— What to produce —
Reproduce exactly the final portion of the data: every line from the one containing "Query: shop sign" through the last line, inclusive.

— Excerpted data —
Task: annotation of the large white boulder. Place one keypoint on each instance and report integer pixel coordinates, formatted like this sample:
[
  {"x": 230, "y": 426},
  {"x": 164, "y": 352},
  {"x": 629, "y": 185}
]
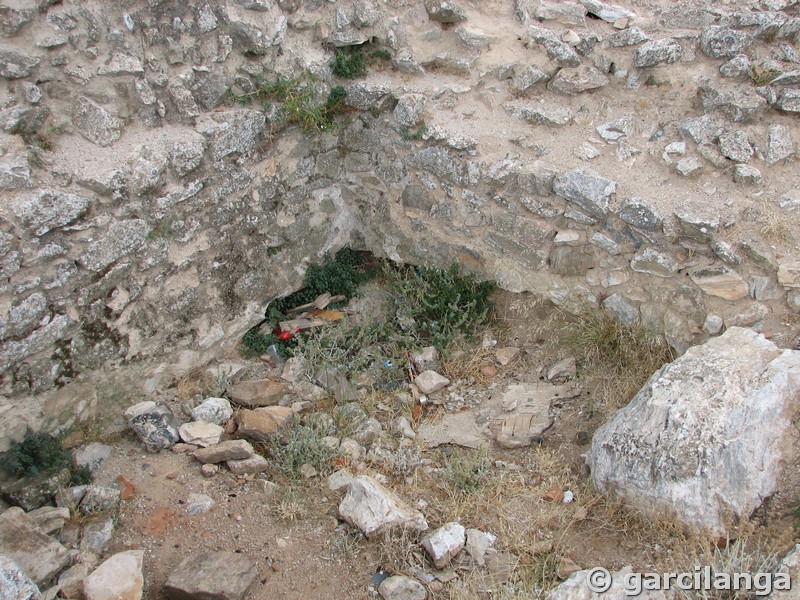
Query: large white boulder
[{"x": 708, "y": 436}]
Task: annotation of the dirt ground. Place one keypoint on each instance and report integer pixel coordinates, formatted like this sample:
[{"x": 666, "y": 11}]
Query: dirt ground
[{"x": 303, "y": 551}]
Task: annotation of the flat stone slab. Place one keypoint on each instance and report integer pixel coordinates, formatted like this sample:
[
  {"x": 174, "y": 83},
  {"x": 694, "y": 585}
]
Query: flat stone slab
[
  {"x": 374, "y": 509},
  {"x": 118, "y": 578},
  {"x": 457, "y": 428},
  {"x": 525, "y": 412},
  {"x": 225, "y": 451},
  {"x": 201, "y": 433},
  {"x": 37, "y": 554},
  {"x": 14, "y": 584},
  {"x": 263, "y": 392},
  {"x": 211, "y": 576}
]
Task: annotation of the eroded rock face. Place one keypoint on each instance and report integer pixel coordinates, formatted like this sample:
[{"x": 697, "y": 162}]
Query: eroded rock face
[
  {"x": 374, "y": 509},
  {"x": 708, "y": 436},
  {"x": 118, "y": 578}
]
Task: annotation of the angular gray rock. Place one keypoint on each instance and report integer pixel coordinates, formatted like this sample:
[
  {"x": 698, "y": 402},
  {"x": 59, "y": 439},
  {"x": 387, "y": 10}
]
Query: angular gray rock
[
  {"x": 232, "y": 131},
  {"x": 15, "y": 173},
  {"x": 48, "y": 209},
  {"x": 99, "y": 498},
  {"x": 736, "y": 146},
  {"x": 409, "y": 108},
  {"x": 257, "y": 393},
  {"x": 48, "y": 518},
  {"x": 260, "y": 424},
  {"x": 121, "y": 63},
  {"x": 655, "y": 262},
  {"x": 119, "y": 577},
  {"x": 14, "y": 65},
  {"x": 24, "y": 316},
  {"x": 445, "y": 11},
  {"x": 577, "y": 587},
  {"x": 720, "y": 281},
  {"x": 739, "y": 104},
  {"x": 574, "y": 80},
  {"x": 430, "y": 382},
  {"x": 536, "y": 112},
  {"x": 155, "y": 425},
  {"x": 586, "y": 188},
  {"x": 91, "y": 455},
  {"x": 524, "y": 80},
  {"x": 224, "y": 451},
  {"x": 779, "y": 144},
  {"x": 627, "y": 37},
  {"x": 747, "y": 175},
  {"x": 185, "y": 157},
  {"x": 738, "y": 66},
  {"x": 121, "y": 238},
  {"x": 212, "y": 576},
  {"x": 96, "y": 535},
  {"x": 15, "y": 585},
  {"x": 374, "y": 509},
  {"x": 213, "y": 410},
  {"x": 788, "y": 568},
  {"x": 639, "y": 214},
  {"x": 561, "y": 53},
  {"x": 95, "y": 123},
  {"x": 400, "y": 587},
  {"x": 707, "y": 437},
  {"x": 657, "y": 52},
  {"x": 201, "y": 433},
  {"x": 701, "y": 130},
  {"x": 38, "y": 555},
  {"x": 444, "y": 543},
  {"x": 719, "y": 42}
]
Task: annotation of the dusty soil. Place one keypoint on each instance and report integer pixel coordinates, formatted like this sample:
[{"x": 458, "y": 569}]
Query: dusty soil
[{"x": 303, "y": 551}]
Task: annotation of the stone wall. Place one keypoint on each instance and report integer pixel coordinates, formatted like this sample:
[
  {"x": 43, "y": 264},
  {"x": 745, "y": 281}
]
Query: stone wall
[{"x": 576, "y": 150}]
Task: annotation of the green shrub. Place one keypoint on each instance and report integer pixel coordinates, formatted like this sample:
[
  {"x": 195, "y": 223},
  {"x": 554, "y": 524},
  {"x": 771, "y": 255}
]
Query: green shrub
[
  {"x": 438, "y": 304},
  {"x": 349, "y": 64},
  {"x": 466, "y": 470},
  {"x": 301, "y": 100},
  {"x": 38, "y": 453},
  {"x": 414, "y": 134},
  {"x": 352, "y": 62},
  {"x": 339, "y": 274},
  {"x": 41, "y": 454},
  {"x": 295, "y": 445}
]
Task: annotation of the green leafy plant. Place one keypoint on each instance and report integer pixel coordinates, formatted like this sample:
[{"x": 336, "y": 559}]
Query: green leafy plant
[
  {"x": 438, "y": 304},
  {"x": 352, "y": 62},
  {"x": 416, "y": 134},
  {"x": 38, "y": 453},
  {"x": 303, "y": 100},
  {"x": 41, "y": 454},
  {"x": 763, "y": 75},
  {"x": 349, "y": 64},
  {"x": 296, "y": 444},
  {"x": 338, "y": 274},
  {"x": 466, "y": 470}
]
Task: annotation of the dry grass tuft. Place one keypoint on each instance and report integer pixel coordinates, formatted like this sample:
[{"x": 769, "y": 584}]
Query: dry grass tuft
[{"x": 776, "y": 228}]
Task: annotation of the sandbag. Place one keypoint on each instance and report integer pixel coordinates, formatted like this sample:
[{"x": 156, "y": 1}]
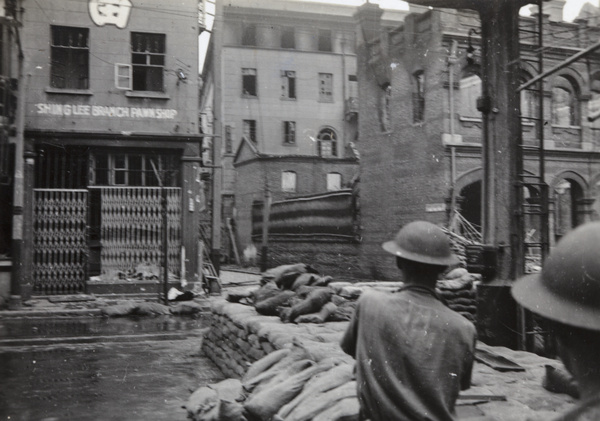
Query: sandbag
[
  {"x": 304, "y": 279},
  {"x": 313, "y": 303},
  {"x": 321, "y": 402},
  {"x": 119, "y": 310},
  {"x": 344, "y": 410},
  {"x": 186, "y": 307},
  {"x": 264, "y": 363},
  {"x": 320, "y": 317},
  {"x": 266, "y": 291},
  {"x": 269, "y": 307},
  {"x": 275, "y": 369},
  {"x": 318, "y": 384},
  {"x": 265, "y": 404},
  {"x": 284, "y": 374},
  {"x": 150, "y": 309},
  {"x": 203, "y": 404}
]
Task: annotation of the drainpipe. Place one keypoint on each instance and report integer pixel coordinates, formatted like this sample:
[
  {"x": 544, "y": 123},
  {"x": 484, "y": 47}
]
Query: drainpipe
[
  {"x": 19, "y": 181},
  {"x": 452, "y": 60}
]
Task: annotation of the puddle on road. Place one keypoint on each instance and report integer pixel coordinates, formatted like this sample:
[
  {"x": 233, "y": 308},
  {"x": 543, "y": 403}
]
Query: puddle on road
[
  {"x": 145, "y": 380},
  {"x": 94, "y": 326}
]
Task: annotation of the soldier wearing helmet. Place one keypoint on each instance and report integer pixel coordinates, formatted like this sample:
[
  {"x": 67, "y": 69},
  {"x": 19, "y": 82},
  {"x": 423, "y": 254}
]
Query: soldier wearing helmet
[
  {"x": 566, "y": 294},
  {"x": 413, "y": 354}
]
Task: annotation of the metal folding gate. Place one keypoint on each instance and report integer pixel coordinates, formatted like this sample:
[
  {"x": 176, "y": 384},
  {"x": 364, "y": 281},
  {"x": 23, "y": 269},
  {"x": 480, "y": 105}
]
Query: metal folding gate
[{"x": 59, "y": 241}]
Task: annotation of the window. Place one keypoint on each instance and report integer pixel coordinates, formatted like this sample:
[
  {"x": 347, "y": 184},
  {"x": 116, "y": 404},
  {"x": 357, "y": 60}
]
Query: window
[
  {"x": 289, "y": 132},
  {"x": 129, "y": 169},
  {"x": 288, "y": 84},
  {"x": 565, "y": 106},
  {"x": 249, "y": 34},
  {"x": 352, "y": 86},
  {"x": 334, "y": 181},
  {"x": 288, "y": 37},
  {"x": 148, "y": 61},
  {"x": 69, "y": 58},
  {"x": 288, "y": 181},
  {"x": 327, "y": 143},
  {"x": 249, "y": 82},
  {"x": 324, "y": 39},
  {"x": 228, "y": 139},
  {"x": 470, "y": 90},
  {"x": 325, "y": 87},
  {"x": 418, "y": 97},
  {"x": 250, "y": 130}
]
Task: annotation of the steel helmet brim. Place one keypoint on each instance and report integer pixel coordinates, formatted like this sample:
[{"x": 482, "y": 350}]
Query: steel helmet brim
[
  {"x": 531, "y": 293},
  {"x": 393, "y": 248}
]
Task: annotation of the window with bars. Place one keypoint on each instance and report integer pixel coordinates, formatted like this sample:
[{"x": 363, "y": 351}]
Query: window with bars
[
  {"x": 250, "y": 130},
  {"x": 418, "y": 97},
  {"x": 288, "y": 37},
  {"x": 289, "y": 132},
  {"x": 288, "y": 84},
  {"x": 325, "y": 87},
  {"x": 130, "y": 169},
  {"x": 249, "y": 82},
  {"x": 148, "y": 61},
  {"x": 324, "y": 40},
  {"x": 70, "y": 50}
]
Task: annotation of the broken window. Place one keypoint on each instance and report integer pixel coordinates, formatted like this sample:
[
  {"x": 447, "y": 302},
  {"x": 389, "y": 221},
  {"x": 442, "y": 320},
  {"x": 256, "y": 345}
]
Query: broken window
[
  {"x": 249, "y": 82},
  {"x": 324, "y": 39},
  {"x": 131, "y": 169},
  {"x": 148, "y": 61},
  {"x": 69, "y": 58},
  {"x": 288, "y": 37},
  {"x": 325, "y": 87},
  {"x": 289, "y": 132},
  {"x": 250, "y": 130},
  {"x": 288, "y": 84}
]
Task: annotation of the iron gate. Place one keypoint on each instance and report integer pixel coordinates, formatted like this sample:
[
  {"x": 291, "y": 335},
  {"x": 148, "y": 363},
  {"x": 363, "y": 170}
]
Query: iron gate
[{"x": 60, "y": 246}]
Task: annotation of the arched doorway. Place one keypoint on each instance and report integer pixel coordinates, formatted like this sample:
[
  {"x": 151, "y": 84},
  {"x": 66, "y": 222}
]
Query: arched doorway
[{"x": 567, "y": 192}]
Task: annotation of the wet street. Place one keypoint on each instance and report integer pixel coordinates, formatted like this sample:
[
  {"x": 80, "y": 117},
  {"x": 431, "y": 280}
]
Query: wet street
[{"x": 100, "y": 369}]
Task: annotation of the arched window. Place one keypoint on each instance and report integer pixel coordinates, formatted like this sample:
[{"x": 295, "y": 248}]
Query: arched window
[
  {"x": 470, "y": 90},
  {"x": 565, "y": 105},
  {"x": 327, "y": 143},
  {"x": 288, "y": 181}
]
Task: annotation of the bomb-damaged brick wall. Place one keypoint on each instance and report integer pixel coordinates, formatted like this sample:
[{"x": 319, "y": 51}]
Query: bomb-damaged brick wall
[{"x": 404, "y": 169}]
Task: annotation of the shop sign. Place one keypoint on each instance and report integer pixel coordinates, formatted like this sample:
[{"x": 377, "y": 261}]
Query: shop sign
[{"x": 61, "y": 110}]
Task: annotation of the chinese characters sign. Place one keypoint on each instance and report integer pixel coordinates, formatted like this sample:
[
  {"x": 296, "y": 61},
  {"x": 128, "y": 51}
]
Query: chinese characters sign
[{"x": 110, "y": 12}]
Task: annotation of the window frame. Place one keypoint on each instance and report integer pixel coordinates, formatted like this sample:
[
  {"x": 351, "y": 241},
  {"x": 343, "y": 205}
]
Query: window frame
[
  {"x": 249, "y": 80},
  {"x": 339, "y": 181},
  {"x": 325, "y": 40},
  {"x": 285, "y": 182},
  {"x": 150, "y": 66},
  {"x": 418, "y": 97},
  {"x": 289, "y": 133},
  {"x": 249, "y": 129},
  {"x": 288, "y": 37},
  {"x": 73, "y": 72},
  {"x": 288, "y": 84},
  {"x": 325, "y": 87}
]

— Exercise solution —
Query: shop sign
[{"x": 61, "y": 110}]
Task: annotation of the chinese characters sign. Place one keypoint on each instance and report integer pixel coordinates, formatted like this sample:
[
  {"x": 296, "y": 61},
  {"x": 128, "y": 51}
]
Query: chinese characters sign
[{"x": 110, "y": 12}]
Task: annotation of the window frame. Place one keypoint on each instance and report integer pixel coordinates, formatted like this sample:
[
  {"x": 351, "y": 241},
  {"x": 343, "y": 205}
]
Query: window frame
[
  {"x": 249, "y": 80},
  {"x": 339, "y": 181},
  {"x": 325, "y": 40},
  {"x": 285, "y": 182},
  {"x": 150, "y": 66},
  {"x": 418, "y": 97},
  {"x": 289, "y": 133},
  {"x": 249, "y": 129},
  {"x": 288, "y": 37},
  {"x": 73, "y": 72},
  {"x": 288, "y": 84},
  {"x": 325, "y": 87}
]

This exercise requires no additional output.